About this exercise:
Check every line below for the word "closet" and copy the ones that have it.

□ □ □ □ □ □ □

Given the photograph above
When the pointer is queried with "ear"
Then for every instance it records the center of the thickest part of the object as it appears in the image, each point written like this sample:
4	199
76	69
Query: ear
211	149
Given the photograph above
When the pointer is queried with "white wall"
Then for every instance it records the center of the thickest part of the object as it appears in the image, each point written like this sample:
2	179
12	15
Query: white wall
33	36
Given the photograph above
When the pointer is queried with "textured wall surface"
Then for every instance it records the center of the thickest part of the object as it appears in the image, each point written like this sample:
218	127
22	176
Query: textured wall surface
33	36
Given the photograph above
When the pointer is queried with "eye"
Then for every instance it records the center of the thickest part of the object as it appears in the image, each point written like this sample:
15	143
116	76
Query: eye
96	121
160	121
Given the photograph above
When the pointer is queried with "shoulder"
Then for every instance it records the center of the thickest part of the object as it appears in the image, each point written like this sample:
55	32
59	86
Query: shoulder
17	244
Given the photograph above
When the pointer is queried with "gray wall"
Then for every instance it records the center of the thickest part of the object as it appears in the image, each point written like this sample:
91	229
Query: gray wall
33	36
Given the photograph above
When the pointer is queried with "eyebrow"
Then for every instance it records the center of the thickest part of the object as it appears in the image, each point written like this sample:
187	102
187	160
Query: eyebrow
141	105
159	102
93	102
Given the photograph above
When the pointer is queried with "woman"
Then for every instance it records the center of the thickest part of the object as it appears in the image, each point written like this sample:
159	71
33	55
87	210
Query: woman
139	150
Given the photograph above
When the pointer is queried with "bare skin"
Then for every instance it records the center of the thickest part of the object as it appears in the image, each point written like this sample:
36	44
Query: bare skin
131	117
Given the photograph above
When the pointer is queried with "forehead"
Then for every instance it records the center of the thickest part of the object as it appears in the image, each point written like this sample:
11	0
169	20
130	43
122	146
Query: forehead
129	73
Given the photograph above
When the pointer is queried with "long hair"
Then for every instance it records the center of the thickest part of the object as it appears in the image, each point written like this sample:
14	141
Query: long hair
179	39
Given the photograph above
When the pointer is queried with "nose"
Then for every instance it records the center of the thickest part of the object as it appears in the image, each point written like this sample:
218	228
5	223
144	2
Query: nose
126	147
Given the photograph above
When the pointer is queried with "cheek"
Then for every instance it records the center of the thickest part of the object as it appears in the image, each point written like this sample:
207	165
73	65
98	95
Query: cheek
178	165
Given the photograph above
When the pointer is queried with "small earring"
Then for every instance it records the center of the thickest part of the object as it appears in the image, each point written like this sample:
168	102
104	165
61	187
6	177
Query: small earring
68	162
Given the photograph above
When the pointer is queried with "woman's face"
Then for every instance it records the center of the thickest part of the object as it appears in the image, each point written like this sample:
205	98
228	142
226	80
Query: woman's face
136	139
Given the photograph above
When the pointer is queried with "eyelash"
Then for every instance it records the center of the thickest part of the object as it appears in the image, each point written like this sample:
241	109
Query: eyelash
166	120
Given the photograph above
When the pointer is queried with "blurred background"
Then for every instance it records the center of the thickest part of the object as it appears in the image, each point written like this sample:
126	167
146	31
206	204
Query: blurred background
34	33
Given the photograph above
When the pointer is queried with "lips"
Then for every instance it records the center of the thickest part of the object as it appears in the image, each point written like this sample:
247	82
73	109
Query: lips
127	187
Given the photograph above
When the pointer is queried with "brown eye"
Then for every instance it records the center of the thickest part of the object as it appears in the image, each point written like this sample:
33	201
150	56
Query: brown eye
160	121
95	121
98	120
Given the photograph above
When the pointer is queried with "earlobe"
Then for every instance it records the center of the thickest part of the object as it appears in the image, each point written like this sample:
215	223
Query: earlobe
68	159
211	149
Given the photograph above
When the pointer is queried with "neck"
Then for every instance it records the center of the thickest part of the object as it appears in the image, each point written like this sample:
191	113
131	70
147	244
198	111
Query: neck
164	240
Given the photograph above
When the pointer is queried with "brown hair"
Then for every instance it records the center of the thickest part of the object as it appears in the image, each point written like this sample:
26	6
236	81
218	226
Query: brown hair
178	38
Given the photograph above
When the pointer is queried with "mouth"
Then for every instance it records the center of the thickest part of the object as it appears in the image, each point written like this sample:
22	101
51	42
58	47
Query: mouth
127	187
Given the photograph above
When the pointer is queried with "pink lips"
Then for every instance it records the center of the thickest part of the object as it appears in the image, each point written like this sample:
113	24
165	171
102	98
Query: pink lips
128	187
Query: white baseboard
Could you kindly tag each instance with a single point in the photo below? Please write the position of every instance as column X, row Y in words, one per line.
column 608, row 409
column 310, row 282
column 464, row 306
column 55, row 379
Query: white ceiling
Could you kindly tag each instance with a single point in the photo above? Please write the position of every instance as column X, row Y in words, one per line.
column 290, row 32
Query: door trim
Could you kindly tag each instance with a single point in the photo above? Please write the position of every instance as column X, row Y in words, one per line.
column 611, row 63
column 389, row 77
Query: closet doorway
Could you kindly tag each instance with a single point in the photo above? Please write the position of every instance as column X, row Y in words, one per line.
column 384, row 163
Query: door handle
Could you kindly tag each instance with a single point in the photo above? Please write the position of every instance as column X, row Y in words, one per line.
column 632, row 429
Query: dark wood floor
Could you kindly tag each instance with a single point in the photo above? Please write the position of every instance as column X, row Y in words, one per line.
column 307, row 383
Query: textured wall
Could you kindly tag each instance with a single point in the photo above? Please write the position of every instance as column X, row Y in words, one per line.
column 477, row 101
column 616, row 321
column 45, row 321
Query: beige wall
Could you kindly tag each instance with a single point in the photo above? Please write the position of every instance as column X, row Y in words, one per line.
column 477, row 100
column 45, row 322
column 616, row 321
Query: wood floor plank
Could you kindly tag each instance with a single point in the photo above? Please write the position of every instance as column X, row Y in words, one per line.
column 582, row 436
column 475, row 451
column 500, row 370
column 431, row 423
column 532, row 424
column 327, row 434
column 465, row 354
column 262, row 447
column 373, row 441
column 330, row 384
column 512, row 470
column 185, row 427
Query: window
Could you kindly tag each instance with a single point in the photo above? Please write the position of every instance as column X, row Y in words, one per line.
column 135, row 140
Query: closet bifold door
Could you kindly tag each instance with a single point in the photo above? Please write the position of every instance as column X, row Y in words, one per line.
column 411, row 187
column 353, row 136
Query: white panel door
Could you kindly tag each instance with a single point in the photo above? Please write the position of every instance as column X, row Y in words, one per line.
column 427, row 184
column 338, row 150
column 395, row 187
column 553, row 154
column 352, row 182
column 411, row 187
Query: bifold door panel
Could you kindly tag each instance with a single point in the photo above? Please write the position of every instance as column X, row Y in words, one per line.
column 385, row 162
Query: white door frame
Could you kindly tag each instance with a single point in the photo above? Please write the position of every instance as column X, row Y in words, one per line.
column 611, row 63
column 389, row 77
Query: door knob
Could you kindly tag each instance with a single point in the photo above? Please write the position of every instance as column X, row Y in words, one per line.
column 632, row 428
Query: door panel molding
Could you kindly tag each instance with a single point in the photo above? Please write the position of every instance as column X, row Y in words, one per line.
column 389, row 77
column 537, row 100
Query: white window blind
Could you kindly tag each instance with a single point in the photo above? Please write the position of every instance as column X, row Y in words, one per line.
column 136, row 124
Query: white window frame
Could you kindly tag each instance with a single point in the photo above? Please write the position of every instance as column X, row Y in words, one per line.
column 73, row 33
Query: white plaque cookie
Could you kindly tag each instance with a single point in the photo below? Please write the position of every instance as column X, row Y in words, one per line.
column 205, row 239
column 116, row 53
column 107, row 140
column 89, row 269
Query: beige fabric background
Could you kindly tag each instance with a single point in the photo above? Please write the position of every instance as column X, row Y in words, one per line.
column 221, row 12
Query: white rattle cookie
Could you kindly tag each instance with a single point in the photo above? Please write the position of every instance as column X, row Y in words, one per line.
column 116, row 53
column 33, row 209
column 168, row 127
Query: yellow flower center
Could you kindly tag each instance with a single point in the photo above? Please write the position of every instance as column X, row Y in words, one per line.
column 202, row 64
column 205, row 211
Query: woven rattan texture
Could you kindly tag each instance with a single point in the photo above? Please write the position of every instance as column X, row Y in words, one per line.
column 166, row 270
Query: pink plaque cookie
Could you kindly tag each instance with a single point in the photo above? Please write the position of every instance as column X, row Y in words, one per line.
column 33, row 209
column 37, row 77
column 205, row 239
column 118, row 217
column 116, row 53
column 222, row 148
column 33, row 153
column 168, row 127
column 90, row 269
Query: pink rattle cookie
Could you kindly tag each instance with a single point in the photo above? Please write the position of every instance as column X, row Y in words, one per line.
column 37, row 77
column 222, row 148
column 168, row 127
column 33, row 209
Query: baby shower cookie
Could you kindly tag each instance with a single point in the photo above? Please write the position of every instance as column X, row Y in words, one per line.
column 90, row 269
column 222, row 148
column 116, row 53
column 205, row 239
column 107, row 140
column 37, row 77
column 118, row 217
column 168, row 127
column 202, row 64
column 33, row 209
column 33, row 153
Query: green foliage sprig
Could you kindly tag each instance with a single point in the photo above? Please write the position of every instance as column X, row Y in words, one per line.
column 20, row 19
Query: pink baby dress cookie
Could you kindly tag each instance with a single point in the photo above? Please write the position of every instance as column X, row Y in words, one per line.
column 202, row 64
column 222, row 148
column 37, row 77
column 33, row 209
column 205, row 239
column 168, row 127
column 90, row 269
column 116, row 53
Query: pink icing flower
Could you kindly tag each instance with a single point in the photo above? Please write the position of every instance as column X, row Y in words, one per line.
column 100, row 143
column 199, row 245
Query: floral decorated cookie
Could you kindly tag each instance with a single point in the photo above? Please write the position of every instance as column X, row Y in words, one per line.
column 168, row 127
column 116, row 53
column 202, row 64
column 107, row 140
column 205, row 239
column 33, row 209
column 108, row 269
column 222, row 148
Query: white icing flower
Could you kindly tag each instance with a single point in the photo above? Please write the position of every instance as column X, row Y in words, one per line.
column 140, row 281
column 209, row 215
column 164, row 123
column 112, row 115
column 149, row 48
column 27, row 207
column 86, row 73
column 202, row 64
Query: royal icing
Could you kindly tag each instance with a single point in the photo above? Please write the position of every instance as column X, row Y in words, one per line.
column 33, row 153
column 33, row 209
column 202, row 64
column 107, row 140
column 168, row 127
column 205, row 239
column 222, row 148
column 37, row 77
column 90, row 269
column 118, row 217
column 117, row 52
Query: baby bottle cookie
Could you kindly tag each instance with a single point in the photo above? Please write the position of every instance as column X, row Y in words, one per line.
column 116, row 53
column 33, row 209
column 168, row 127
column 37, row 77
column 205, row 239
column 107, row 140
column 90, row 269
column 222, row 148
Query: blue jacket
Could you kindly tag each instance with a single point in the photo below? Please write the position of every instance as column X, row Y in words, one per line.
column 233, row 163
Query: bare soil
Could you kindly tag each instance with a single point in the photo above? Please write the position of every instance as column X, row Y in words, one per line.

□ □ □ □ □ □ □

Answer to this task:
Query: closet doorway
Query: closet bifold door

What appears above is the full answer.